- _Work to be completed_
Can you transcribe every one of the records below word for word, changing nothing?

- _Entries from an annotation dataset_
------------------------------------------------------------

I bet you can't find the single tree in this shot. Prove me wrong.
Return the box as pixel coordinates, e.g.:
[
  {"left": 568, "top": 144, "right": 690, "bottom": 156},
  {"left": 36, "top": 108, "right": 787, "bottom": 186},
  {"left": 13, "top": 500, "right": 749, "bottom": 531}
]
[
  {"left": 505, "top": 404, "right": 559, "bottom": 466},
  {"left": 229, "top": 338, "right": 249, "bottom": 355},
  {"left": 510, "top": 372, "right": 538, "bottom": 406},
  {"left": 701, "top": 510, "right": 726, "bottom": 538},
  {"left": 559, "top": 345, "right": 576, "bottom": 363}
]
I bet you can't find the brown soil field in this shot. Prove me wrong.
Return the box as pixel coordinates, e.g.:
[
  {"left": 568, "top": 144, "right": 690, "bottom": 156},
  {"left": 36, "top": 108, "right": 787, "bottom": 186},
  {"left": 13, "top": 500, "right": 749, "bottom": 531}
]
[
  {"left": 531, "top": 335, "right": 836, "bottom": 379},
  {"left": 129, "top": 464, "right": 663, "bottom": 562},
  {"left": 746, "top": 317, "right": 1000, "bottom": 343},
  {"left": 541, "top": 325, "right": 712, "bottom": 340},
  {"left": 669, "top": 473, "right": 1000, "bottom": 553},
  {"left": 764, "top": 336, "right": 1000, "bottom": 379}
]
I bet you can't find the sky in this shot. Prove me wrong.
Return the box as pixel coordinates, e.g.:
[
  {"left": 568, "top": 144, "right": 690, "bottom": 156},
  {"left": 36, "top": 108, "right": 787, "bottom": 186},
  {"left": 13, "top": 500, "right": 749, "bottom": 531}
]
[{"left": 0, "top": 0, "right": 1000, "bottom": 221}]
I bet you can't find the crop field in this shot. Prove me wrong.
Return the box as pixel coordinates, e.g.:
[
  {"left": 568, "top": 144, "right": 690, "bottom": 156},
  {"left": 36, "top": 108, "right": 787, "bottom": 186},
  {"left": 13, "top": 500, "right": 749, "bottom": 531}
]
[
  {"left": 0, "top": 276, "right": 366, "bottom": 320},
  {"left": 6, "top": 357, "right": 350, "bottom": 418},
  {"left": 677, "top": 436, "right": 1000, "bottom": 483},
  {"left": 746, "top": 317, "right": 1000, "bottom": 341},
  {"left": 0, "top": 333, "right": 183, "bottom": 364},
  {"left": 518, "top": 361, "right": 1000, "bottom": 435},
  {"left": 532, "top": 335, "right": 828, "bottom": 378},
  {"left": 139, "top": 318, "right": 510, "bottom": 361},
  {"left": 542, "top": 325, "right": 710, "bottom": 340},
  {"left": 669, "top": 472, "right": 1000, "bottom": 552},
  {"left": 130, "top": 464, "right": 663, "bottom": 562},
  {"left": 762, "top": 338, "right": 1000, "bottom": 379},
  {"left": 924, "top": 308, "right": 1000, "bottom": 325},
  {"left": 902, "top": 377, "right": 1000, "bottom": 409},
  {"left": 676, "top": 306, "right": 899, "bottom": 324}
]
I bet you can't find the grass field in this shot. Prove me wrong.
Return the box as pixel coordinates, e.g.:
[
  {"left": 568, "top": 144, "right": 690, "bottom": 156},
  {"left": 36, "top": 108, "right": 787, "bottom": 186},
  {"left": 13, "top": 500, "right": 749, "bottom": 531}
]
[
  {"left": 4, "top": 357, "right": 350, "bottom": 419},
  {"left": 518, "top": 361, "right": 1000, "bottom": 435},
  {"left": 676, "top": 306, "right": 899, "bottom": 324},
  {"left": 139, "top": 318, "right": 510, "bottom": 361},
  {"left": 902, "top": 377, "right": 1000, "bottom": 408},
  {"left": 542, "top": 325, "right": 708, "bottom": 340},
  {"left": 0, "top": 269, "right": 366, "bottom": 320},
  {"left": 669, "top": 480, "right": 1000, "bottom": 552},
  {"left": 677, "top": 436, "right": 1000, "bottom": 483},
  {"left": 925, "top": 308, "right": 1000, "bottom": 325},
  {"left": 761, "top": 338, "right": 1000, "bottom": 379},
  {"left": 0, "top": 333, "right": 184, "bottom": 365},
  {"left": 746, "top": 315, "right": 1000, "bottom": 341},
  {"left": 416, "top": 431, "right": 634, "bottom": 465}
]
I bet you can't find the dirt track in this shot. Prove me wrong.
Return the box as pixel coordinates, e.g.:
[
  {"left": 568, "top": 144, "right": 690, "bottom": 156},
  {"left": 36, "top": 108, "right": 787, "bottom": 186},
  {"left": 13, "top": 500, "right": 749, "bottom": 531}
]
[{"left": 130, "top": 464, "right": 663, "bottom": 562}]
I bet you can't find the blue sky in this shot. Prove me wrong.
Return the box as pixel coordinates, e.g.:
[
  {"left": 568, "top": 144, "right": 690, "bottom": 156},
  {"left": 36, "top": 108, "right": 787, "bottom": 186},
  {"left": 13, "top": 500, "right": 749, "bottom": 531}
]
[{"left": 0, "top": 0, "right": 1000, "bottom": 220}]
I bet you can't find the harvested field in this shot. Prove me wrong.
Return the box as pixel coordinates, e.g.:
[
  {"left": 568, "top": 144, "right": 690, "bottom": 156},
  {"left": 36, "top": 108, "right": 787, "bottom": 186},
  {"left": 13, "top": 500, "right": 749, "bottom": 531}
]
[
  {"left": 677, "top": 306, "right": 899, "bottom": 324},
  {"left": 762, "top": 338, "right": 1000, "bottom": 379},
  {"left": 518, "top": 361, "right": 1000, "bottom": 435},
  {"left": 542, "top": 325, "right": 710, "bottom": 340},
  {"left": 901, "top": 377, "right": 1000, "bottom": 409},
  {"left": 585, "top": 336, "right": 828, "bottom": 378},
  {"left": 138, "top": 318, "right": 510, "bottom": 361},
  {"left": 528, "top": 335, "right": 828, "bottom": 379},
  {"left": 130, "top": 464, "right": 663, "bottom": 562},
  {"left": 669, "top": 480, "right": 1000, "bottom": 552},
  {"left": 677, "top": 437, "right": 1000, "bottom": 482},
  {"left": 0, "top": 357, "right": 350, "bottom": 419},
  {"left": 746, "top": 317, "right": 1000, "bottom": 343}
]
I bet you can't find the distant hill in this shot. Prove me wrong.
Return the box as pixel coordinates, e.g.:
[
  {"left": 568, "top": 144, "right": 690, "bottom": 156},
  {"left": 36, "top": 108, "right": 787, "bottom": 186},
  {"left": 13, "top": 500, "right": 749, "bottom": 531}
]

------------------------------------------------------------

- _Output of the exercise_
I bet you can't find the single tree in this shot. Prove me wrong.
Return the box as pixel coordinates, e.g.:
[
  {"left": 568, "top": 144, "right": 690, "bottom": 156},
  {"left": 36, "top": 108, "right": 787, "bottom": 186},
  {"left": 13, "top": 500, "right": 749, "bottom": 531}
]
[
  {"left": 505, "top": 404, "right": 559, "bottom": 466},
  {"left": 229, "top": 338, "right": 249, "bottom": 355},
  {"left": 510, "top": 372, "right": 538, "bottom": 406},
  {"left": 701, "top": 510, "right": 726, "bottom": 538},
  {"left": 559, "top": 345, "right": 576, "bottom": 363}
]
I bet you can't find the brown soil field in this shot. Prove me wrong.
Return the box as pixel coordinates, e.g.:
[
  {"left": 568, "top": 144, "right": 690, "bottom": 156},
  {"left": 36, "top": 108, "right": 787, "bottom": 186},
  {"left": 13, "top": 500, "right": 749, "bottom": 531}
]
[
  {"left": 531, "top": 335, "right": 836, "bottom": 379},
  {"left": 129, "top": 464, "right": 663, "bottom": 562},
  {"left": 746, "top": 317, "right": 1000, "bottom": 343},
  {"left": 541, "top": 325, "right": 712, "bottom": 340},
  {"left": 669, "top": 473, "right": 1000, "bottom": 553},
  {"left": 764, "top": 336, "right": 1000, "bottom": 379}
]
I bet you can't find the sky in this shot. Prove me wrong.
Return the box as pixel coordinates, e.g.:
[
  {"left": 568, "top": 144, "right": 690, "bottom": 156},
  {"left": 36, "top": 108, "right": 787, "bottom": 186},
  {"left": 13, "top": 500, "right": 749, "bottom": 531}
]
[{"left": 0, "top": 0, "right": 1000, "bottom": 221}]
I bet you can't find the crop field in this shot. Prove me wrong.
Return the box as pixel coordinates, e.g.:
[
  {"left": 568, "top": 144, "right": 690, "bottom": 156},
  {"left": 36, "top": 108, "right": 787, "bottom": 186},
  {"left": 13, "top": 500, "right": 749, "bottom": 531}
]
[
  {"left": 0, "top": 276, "right": 366, "bottom": 320},
  {"left": 6, "top": 357, "right": 350, "bottom": 418},
  {"left": 677, "top": 436, "right": 1000, "bottom": 483},
  {"left": 746, "top": 317, "right": 1000, "bottom": 341},
  {"left": 0, "top": 333, "right": 183, "bottom": 364},
  {"left": 518, "top": 361, "right": 1000, "bottom": 435},
  {"left": 532, "top": 335, "right": 828, "bottom": 378},
  {"left": 139, "top": 318, "right": 510, "bottom": 361},
  {"left": 542, "top": 325, "right": 710, "bottom": 340},
  {"left": 669, "top": 472, "right": 1000, "bottom": 552},
  {"left": 130, "top": 464, "right": 663, "bottom": 562},
  {"left": 762, "top": 338, "right": 1000, "bottom": 379},
  {"left": 924, "top": 308, "right": 1000, "bottom": 325},
  {"left": 902, "top": 377, "right": 1000, "bottom": 409},
  {"left": 676, "top": 306, "right": 899, "bottom": 324}
]
I bet you can't find the grass field in this shot. Prove me wrong.
Return the box as pixel coordinates, e.g.:
[
  {"left": 568, "top": 144, "right": 690, "bottom": 156},
  {"left": 36, "top": 108, "right": 787, "bottom": 186},
  {"left": 13, "top": 500, "right": 749, "bottom": 531}
]
[
  {"left": 4, "top": 357, "right": 350, "bottom": 419},
  {"left": 518, "top": 361, "right": 1000, "bottom": 435},
  {"left": 676, "top": 306, "right": 899, "bottom": 324},
  {"left": 139, "top": 318, "right": 510, "bottom": 361},
  {"left": 902, "top": 377, "right": 1000, "bottom": 408},
  {"left": 542, "top": 325, "right": 708, "bottom": 340},
  {"left": 0, "top": 269, "right": 366, "bottom": 320},
  {"left": 669, "top": 480, "right": 1000, "bottom": 552},
  {"left": 677, "top": 436, "right": 1000, "bottom": 483},
  {"left": 925, "top": 308, "right": 1000, "bottom": 325},
  {"left": 761, "top": 338, "right": 1000, "bottom": 379},
  {"left": 0, "top": 333, "right": 184, "bottom": 365},
  {"left": 746, "top": 315, "right": 1000, "bottom": 341},
  {"left": 416, "top": 431, "right": 634, "bottom": 465}
]
I bet you can't find the dirt track in this shot. Prove me wrong.
Return the box as pixel coordinates, e.g.:
[
  {"left": 568, "top": 144, "right": 690, "bottom": 156},
  {"left": 36, "top": 108, "right": 787, "bottom": 186},
  {"left": 13, "top": 500, "right": 749, "bottom": 531}
]
[{"left": 130, "top": 464, "right": 663, "bottom": 562}]
I bet you can't find the blue sky in this shot. Prove me wrong.
Return the box as pixel coordinates, e.g.:
[
  {"left": 568, "top": 144, "right": 690, "bottom": 156},
  {"left": 36, "top": 108, "right": 787, "bottom": 186},
  {"left": 13, "top": 500, "right": 749, "bottom": 531}
]
[{"left": 0, "top": 0, "right": 1000, "bottom": 220}]
I bet you can't find the harvested field in this shot. Prove me wrong.
Return the box as pixel coordinates, e.g.:
[
  {"left": 568, "top": 144, "right": 690, "bottom": 156},
  {"left": 36, "top": 108, "right": 787, "bottom": 186},
  {"left": 13, "top": 500, "right": 749, "bottom": 531}
]
[
  {"left": 677, "top": 306, "right": 899, "bottom": 324},
  {"left": 762, "top": 338, "right": 1000, "bottom": 379},
  {"left": 518, "top": 361, "right": 1000, "bottom": 435},
  {"left": 542, "top": 325, "right": 710, "bottom": 340},
  {"left": 901, "top": 377, "right": 1000, "bottom": 409},
  {"left": 585, "top": 336, "right": 828, "bottom": 378},
  {"left": 138, "top": 318, "right": 510, "bottom": 361},
  {"left": 528, "top": 335, "right": 828, "bottom": 379},
  {"left": 130, "top": 464, "right": 663, "bottom": 562},
  {"left": 669, "top": 480, "right": 1000, "bottom": 552},
  {"left": 677, "top": 437, "right": 1000, "bottom": 482},
  {"left": 0, "top": 357, "right": 350, "bottom": 419},
  {"left": 746, "top": 317, "right": 1000, "bottom": 343}
]
I bet you can't find the distant hill in this shot. Prove me wrong.
Return the box as pixel coordinates, e.g.:
[
  {"left": 568, "top": 144, "right": 690, "bottom": 156},
  {"left": 36, "top": 108, "right": 787, "bottom": 186},
  {"left": 13, "top": 500, "right": 749, "bottom": 531}
]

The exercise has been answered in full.